(Records excerpted from a collection)

────

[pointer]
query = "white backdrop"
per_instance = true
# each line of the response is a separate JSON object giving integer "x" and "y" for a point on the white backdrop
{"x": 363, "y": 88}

────

(About this task)
Take the line containing "per_instance = true" as the start and the last line of the data as the end, and reproduce that range exactly.

(Expected answer)
per_instance = true
# each line of the response is a separate JSON object giving integer "x" and "y" for a point on the white backdrop
{"x": 363, "y": 88}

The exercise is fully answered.